## Instruction:
Reproduce verbatim the lines of the entries from the line with "Find the car door;" to the last line of the entries, including both of those lines.
+++
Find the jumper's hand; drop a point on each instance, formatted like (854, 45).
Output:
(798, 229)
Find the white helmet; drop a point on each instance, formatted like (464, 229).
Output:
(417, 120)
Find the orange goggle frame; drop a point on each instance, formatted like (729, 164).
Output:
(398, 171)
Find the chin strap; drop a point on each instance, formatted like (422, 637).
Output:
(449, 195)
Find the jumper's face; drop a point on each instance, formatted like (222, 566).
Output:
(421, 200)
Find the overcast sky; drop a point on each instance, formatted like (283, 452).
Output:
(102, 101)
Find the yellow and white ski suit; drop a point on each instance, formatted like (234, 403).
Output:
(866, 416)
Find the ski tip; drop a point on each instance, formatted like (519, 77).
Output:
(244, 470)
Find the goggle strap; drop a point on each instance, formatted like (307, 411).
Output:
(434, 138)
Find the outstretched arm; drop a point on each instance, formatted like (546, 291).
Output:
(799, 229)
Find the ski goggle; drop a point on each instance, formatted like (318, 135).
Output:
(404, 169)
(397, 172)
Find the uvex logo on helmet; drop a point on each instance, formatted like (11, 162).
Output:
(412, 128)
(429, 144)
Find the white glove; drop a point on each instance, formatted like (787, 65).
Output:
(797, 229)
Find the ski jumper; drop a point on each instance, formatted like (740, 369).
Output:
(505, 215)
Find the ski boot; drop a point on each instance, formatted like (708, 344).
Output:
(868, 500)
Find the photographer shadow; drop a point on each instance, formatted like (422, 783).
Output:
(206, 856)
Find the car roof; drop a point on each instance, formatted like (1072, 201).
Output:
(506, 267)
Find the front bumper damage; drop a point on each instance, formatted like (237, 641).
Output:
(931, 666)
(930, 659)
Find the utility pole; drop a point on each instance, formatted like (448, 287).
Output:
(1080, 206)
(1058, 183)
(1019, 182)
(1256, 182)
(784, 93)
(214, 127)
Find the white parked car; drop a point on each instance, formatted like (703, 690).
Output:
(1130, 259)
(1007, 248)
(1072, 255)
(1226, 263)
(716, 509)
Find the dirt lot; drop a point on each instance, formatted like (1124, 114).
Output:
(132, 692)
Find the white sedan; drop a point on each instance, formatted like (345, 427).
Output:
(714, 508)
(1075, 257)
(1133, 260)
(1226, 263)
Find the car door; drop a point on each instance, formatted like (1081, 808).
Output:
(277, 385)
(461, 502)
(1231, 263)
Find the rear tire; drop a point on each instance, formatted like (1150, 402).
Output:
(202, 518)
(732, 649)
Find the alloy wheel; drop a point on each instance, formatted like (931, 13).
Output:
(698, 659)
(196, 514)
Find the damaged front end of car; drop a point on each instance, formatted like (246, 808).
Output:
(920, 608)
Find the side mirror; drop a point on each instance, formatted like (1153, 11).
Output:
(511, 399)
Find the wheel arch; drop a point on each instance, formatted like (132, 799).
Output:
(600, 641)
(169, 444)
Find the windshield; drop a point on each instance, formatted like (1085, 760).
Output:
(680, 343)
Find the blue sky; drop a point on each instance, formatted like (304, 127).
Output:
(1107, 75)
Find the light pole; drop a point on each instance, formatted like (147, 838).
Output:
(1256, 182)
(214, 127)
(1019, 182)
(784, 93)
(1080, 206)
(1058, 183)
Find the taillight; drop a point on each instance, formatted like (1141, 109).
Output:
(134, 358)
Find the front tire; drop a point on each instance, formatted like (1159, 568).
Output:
+++
## Written answer:
Find the car door; drop a point on each instance, formatted like (1081, 808).
Output:
(277, 385)
(461, 502)
(1231, 263)
Find the rear tire; drop a point on each instance, formatted like (1150, 402).
Output:
(202, 518)
(732, 649)
Find the alloy wheel; drop a point on each instance, formatted like (931, 13).
Output:
(698, 659)
(196, 514)
Find the damaged front end of car; drop a point on each instance, formatted like (246, 808).
Output:
(920, 608)
Find the side mirror; drop a point on each instance, formatted like (1153, 11).
Output:
(511, 399)
Find the wheel arch; drop a point on each instance, formatted like (132, 799).
Output:
(600, 641)
(169, 444)
Find the windshield; drop a point on each instance, formatted like (1085, 760).
Output:
(680, 343)
Find the blue sky; drop a point on each instance, formatted like (304, 127).
Output:
(1107, 75)
Find the light pole; drop a point on each instance, formatted like (147, 838).
Output:
(1256, 182)
(214, 127)
(1019, 182)
(784, 93)
(1080, 206)
(1058, 183)
Find the taillight; drop a point on each instance, formatted like (1141, 109).
Output:
(134, 358)
Find the front tire; drop a point on each instance, formatted like (1159, 568).
Output:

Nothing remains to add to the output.